Start of Records for the task

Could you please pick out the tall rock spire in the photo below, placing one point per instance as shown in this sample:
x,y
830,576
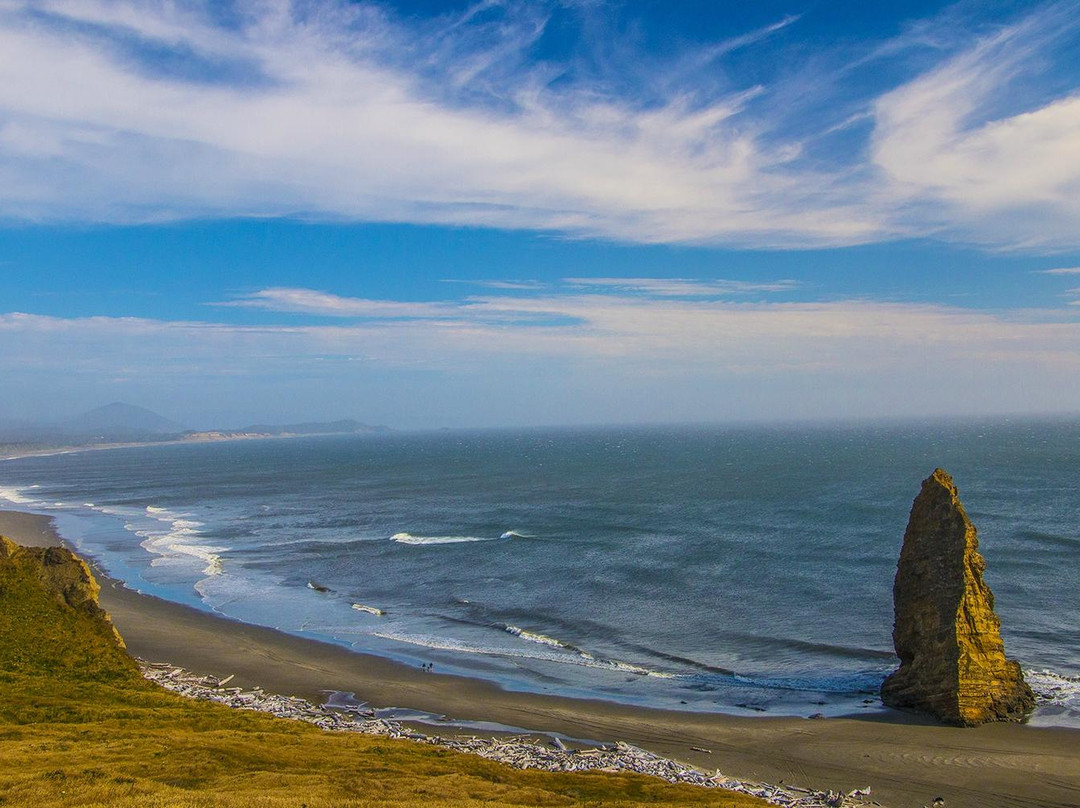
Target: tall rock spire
x,y
952,658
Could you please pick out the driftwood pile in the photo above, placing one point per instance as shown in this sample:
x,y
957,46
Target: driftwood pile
x,y
521,752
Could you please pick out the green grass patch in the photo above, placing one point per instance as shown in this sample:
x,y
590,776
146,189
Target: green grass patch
x,y
79,726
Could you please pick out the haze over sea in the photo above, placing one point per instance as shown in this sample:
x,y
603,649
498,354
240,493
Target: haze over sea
x,y
742,569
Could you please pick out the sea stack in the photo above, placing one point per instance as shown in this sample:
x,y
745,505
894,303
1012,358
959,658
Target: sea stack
x,y
953,661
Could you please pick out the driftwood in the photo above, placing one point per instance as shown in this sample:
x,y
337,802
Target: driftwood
x,y
521,752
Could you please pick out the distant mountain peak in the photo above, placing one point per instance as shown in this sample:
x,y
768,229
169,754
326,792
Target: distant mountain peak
x,y
122,419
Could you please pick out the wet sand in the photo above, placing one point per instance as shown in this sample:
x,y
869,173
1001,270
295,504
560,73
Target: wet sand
x,y
907,762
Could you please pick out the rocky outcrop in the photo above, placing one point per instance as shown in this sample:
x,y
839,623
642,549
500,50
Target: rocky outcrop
x,y
59,573
953,662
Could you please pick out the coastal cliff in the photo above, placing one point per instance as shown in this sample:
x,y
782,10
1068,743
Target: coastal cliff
x,y
953,663
50,617
84,727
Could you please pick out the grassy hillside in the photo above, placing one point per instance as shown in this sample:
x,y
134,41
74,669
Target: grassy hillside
x,y
80,727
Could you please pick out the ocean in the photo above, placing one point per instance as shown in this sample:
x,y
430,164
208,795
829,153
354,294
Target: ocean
x,y
736,569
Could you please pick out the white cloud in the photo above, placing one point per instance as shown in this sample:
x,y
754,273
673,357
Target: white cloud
x,y
337,111
574,357
683,286
331,125
969,156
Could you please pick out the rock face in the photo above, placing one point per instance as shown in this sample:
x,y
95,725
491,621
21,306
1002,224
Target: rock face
x,y
59,571
952,659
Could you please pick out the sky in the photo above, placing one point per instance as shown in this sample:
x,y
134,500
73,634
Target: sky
x,y
485,214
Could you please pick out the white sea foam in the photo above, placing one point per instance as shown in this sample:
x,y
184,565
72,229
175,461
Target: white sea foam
x,y
561,652
1052,688
179,542
17,495
407,538
532,636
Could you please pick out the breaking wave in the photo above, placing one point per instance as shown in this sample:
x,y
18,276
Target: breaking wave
x,y
1054,689
407,538
559,652
178,542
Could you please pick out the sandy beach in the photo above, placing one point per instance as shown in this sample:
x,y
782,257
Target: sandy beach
x,y
906,762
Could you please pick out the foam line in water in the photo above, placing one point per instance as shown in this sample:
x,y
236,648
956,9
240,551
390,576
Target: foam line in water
x,y
17,495
557,655
1053,688
178,543
407,538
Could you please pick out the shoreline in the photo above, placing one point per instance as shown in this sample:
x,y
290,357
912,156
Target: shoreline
x,y
906,762
54,450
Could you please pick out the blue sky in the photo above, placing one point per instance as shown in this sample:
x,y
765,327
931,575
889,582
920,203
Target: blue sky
x,y
505,213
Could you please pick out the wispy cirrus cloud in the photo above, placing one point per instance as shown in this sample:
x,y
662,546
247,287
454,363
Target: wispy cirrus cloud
x,y
968,152
136,110
683,286
572,357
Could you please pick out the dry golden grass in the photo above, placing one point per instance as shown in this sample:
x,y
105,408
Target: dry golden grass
x,y
80,727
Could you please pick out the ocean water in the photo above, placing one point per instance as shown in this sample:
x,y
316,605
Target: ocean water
x,y
726,569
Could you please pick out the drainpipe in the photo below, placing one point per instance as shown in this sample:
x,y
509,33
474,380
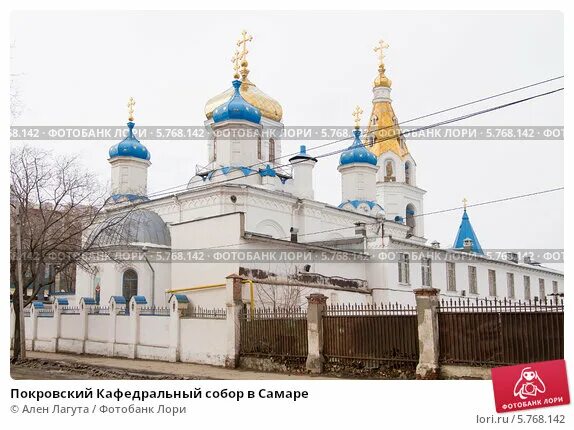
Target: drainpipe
x,y
178,203
251,295
152,296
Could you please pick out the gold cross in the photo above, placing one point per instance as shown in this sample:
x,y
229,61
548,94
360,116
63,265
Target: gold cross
x,y
380,48
357,114
235,61
131,104
242,44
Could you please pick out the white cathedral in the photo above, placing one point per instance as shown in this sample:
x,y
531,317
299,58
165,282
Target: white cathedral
x,y
252,213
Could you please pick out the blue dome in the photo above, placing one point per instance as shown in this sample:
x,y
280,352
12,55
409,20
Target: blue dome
x,y
465,231
237,108
357,153
130,147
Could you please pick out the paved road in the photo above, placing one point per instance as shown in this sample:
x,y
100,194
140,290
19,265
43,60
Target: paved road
x,y
18,372
70,366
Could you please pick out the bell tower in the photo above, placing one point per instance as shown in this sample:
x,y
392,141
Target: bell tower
x,y
397,190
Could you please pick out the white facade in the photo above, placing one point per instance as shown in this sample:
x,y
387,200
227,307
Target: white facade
x,y
242,207
129,176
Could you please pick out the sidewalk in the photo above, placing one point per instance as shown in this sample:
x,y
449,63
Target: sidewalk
x,y
199,371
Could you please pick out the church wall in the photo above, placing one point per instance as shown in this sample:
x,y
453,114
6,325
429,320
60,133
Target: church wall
x,y
197,241
98,328
201,341
123,325
71,327
154,331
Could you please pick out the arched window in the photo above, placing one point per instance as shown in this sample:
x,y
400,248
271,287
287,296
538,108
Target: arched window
x,y
408,173
259,156
410,218
97,286
130,284
271,150
390,171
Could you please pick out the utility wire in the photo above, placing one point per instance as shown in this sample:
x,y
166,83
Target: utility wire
x,y
488,202
441,123
391,126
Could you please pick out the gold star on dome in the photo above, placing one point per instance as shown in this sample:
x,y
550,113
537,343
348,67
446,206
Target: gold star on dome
x,y
357,115
242,45
131,104
380,49
236,60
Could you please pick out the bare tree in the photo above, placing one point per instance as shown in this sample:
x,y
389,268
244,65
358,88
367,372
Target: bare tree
x,y
59,204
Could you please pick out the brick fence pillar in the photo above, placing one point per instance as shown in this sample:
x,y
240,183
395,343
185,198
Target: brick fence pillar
x,y
234,305
316,306
427,317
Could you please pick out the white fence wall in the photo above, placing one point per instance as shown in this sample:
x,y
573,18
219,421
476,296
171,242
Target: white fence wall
x,y
201,341
153,337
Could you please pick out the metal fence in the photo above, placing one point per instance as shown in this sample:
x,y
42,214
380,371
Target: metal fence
x,y
45,313
204,313
161,311
370,335
499,332
274,332
70,310
99,310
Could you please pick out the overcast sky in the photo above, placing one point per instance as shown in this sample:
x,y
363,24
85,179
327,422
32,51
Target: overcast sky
x,y
80,68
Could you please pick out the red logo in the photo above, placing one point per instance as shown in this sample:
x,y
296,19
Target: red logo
x,y
529,386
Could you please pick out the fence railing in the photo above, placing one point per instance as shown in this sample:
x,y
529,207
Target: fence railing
x,y
205,313
99,310
70,310
499,332
45,313
274,332
370,335
162,311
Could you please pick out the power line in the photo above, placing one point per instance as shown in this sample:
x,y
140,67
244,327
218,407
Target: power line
x,y
391,126
488,202
505,199
427,127
440,111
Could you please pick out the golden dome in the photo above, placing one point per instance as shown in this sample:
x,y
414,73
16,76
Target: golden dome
x,y
384,133
269,107
381,80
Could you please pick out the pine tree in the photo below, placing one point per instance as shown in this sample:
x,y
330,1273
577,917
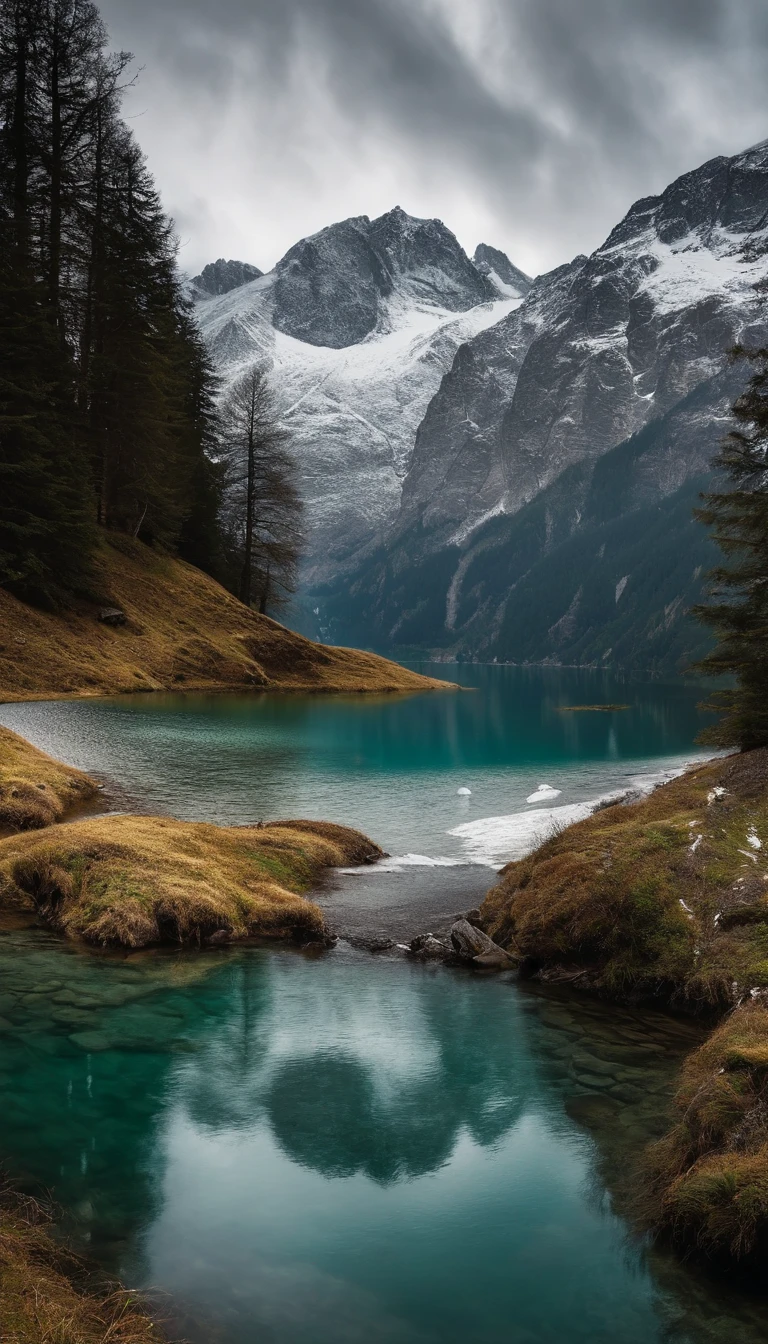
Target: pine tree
x,y
262,508
739,608
46,538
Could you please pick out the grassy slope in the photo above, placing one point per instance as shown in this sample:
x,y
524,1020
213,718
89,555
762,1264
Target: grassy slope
x,y
627,902
45,1298
183,632
35,790
631,902
143,880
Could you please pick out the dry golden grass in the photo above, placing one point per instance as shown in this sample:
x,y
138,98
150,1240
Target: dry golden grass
x,y
632,902
143,880
35,790
183,632
45,1296
709,1176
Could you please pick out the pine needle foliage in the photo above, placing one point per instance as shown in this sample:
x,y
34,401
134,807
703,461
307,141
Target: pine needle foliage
x,y
737,610
105,391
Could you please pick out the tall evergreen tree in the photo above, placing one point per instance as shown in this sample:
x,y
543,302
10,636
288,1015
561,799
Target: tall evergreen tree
x,y
739,608
106,398
45,500
262,508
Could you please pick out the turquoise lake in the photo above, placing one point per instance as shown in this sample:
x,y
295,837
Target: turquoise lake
x,y
343,1148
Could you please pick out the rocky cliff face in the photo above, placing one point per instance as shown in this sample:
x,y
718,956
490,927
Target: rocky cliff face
x,y
221,276
332,289
545,512
358,325
505,277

End of Records for the task

Take the line with "Could you please pick out the tall evergreen" and all lines after it through the end of the records, and write them out exactly; include nothing else.

Could you please pick out the tall evergreen tree in the photo above, placing one point per instance as shown in this sample:
x,y
543,302
10,636
288,1015
561,799
Target: tall evergreen tree
x,y
739,608
106,398
45,500
262,508
Could you please pick out the turquoise lake in the photo above, placing one point per instance as shown in this sample:
x,y
295,837
Target: turquoise lake
x,y
343,1148
Could you please pick out the rocky cliff face in the photo above, placing one point per instance as shown in this sample:
x,y
718,956
490,927
Target: rocky cliff face
x,y
221,276
332,289
545,512
358,325
505,277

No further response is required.